## Begin

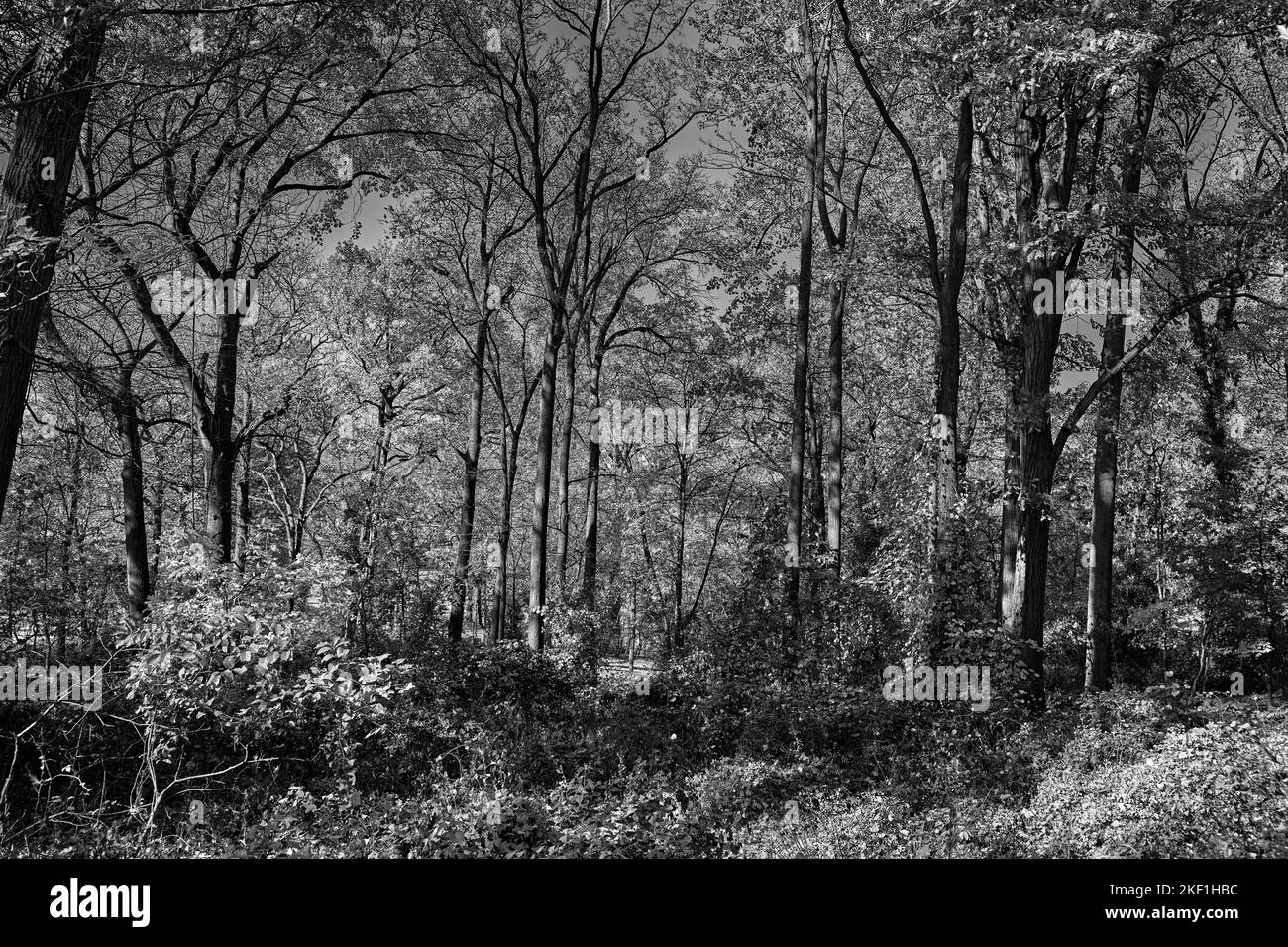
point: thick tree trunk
(1039, 335)
(1104, 478)
(42, 158)
(541, 487)
(469, 480)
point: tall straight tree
(1104, 476)
(563, 103)
(50, 90)
(947, 273)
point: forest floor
(532, 767)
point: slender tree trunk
(590, 554)
(947, 487)
(469, 480)
(502, 571)
(565, 453)
(541, 487)
(800, 371)
(42, 158)
(678, 570)
(137, 579)
(244, 508)
(836, 429)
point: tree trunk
(678, 571)
(244, 508)
(590, 553)
(42, 158)
(471, 457)
(137, 579)
(541, 487)
(836, 431)
(502, 573)
(947, 487)
(800, 371)
(565, 451)
(1104, 478)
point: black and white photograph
(772, 431)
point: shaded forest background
(532, 428)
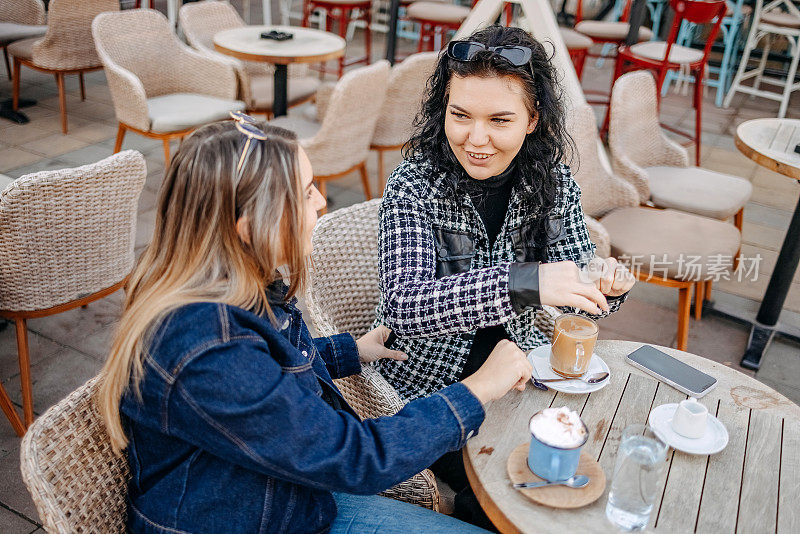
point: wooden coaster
(557, 496)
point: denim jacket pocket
(530, 245)
(454, 252)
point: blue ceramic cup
(554, 463)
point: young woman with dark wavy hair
(481, 224)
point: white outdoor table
(307, 46)
(770, 143)
(752, 486)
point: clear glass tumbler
(637, 474)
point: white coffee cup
(690, 419)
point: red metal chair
(663, 56)
(346, 11)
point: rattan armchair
(161, 88)
(339, 144)
(66, 239)
(341, 297)
(20, 19)
(66, 48)
(403, 101)
(201, 20)
(77, 482)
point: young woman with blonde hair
(225, 403)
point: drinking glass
(635, 484)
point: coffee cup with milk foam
(557, 436)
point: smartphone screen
(676, 371)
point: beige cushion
(601, 30)
(302, 126)
(700, 191)
(180, 111)
(10, 32)
(677, 54)
(299, 88)
(437, 12)
(778, 18)
(670, 243)
(574, 40)
(23, 49)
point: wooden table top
(307, 46)
(752, 486)
(770, 143)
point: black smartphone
(674, 372)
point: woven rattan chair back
(634, 135)
(343, 289)
(403, 99)
(68, 43)
(77, 482)
(344, 137)
(68, 233)
(22, 11)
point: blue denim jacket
(232, 432)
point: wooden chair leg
(699, 298)
(120, 136)
(365, 179)
(62, 101)
(11, 412)
(15, 84)
(24, 370)
(684, 307)
(8, 65)
(166, 152)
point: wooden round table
(771, 143)
(306, 46)
(753, 485)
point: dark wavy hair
(543, 149)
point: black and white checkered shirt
(440, 282)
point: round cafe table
(771, 143)
(752, 486)
(306, 46)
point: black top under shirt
(490, 198)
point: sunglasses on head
(467, 50)
(247, 126)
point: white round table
(306, 46)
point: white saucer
(540, 360)
(714, 440)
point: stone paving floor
(68, 348)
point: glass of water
(637, 474)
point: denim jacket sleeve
(235, 401)
(340, 354)
(417, 303)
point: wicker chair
(161, 88)
(341, 297)
(403, 100)
(650, 241)
(66, 48)
(201, 20)
(66, 239)
(340, 143)
(20, 19)
(77, 482)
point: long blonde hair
(197, 254)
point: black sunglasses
(467, 50)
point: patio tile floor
(69, 348)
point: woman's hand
(609, 276)
(562, 283)
(505, 368)
(371, 346)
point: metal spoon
(577, 481)
(591, 379)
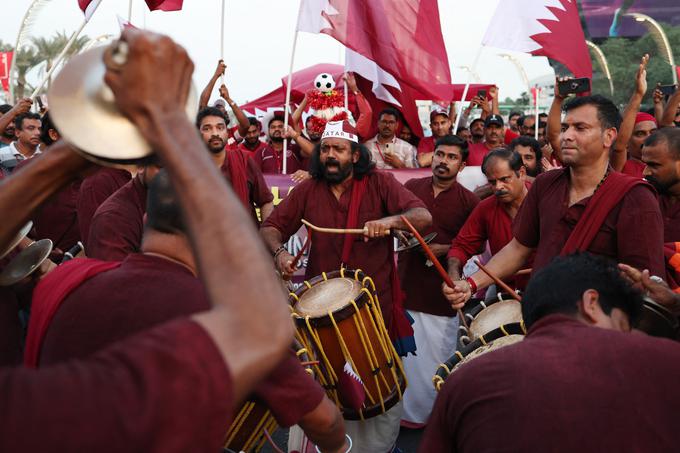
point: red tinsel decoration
(317, 125)
(324, 100)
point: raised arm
(207, 91)
(619, 152)
(250, 323)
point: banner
(282, 185)
(5, 67)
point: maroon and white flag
(550, 28)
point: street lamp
(660, 38)
(603, 64)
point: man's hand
(458, 295)
(641, 77)
(377, 228)
(220, 70)
(284, 261)
(141, 92)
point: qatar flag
(550, 28)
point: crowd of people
(176, 313)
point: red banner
(5, 66)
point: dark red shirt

## End

Copy every entry above word for word, and leave the pictures out of your copy.

-- EXPECTED ANSWER --
point: thick tree trunk
(1039, 335)
(1104, 478)
(42, 158)
(541, 487)
(469, 480)
point: tall straight tree
(1104, 476)
(563, 103)
(50, 90)
(947, 273)
point: forest floor
(532, 767)
point: slender tree trunk
(590, 554)
(947, 487)
(469, 480)
(502, 571)
(565, 453)
(541, 487)
(800, 371)
(42, 158)
(678, 570)
(137, 579)
(244, 508)
(836, 429)
point: tree trunk
(678, 571)
(244, 508)
(590, 553)
(42, 158)
(471, 457)
(137, 579)
(541, 487)
(836, 431)
(502, 573)
(947, 487)
(800, 371)
(565, 451)
(1104, 478)
point: black and white photograph
(772, 431)
point: shaded forest background
(532, 428)
point: wooden coaster
(557, 496)
point: denim jacket pocket
(530, 245)
(454, 252)
point: blue ceramic cup
(554, 463)
point: young woman with dark wavy hair
(481, 224)
point: white outdoor table
(307, 46)
(770, 143)
(752, 486)
point: clear glass tumbler
(637, 474)
point: white coffee cup
(690, 419)
point: red metal chair
(663, 56)
(346, 11)
point: rattan armchair
(161, 88)
(339, 144)
(66, 239)
(341, 297)
(20, 19)
(66, 48)
(403, 101)
(201, 20)
(77, 482)
point: young woman with blonde hair
(225, 403)
point: drinking glass
(635, 484)
point: coffee cup with milk foam
(557, 436)
point: smartphone screen
(676, 371)
point: beige cushion
(601, 30)
(302, 126)
(700, 191)
(180, 111)
(10, 32)
(677, 54)
(299, 88)
(437, 12)
(778, 18)
(670, 243)
(574, 40)
(23, 49)
point: wooden table top
(307, 46)
(752, 486)
(770, 143)
point: black smartphone
(674, 372)
point: woven rattan chair back
(634, 135)
(343, 289)
(403, 99)
(68, 43)
(77, 482)
(344, 137)
(68, 233)
(22, 11)
point: blue denim jacket
(232, 432)
point: wooden chair leg
(699, 298)
(120, 136)
(365, 179)
(62, 101)
(11, 412)
(15, 84)
(24, 370)
(684, 307)
(8, 65)
(166, 152)
point: wooden round table
(771, 143)
(306, 46)
(753, 485)
point: dark wavy hair
(543, 149)
point: black and white checkered shirt
(440, 282)
point: round cafe table
(771, 143)
(752, 486)
(306, 46)
point: black top under shirt
(490, 198)
point: sunglasses on head
(467, 50)
(247, 126)
point: white round table
(306, 46)
point: white saucer
(540, 360)
(714, 440)
point: stone paving floor
(68, 348)
point: glass of water
(637, 474)
point: denim jacket sleeve
(235, 401)
(340, 354)
(417, 303)
point: wicker chair
(161, 88)
(341, 297)
(403, 100)
(650, 241)
(66, 48)
(201, 20)
(66, 239)
(340, 143)
(20, 19)
(77, 482)
point: long blonde hair
(197, 254)
point: black sunglasses
(467, 50)
point: patio tile floor
(69, 348)
point: woman's hand
(609, 276)
(562, 283)
(505, 368)
(371, 346)
point: metal spoon
(577, 481)
(591, 379)
point: red tinsel decoration
(317, 125)
(324, 100)
point: raised arm
(207, 91)
(619, 152)
(250, 323)
point: banner
(282, 185)
(5, 67)
point: maroon and white flag
(550, 28)
point: street lamp
(660, 38)
(603, 64)
point: man's hand
(458, 295)
(641, 77)
(377, 228)
(220, 70)
(284, 261)
(141, 92)
point: qatar flag
(550, 28)
point: crowd of people
(176, 313)
point: red banner
(5, 66)
point: dark red shirt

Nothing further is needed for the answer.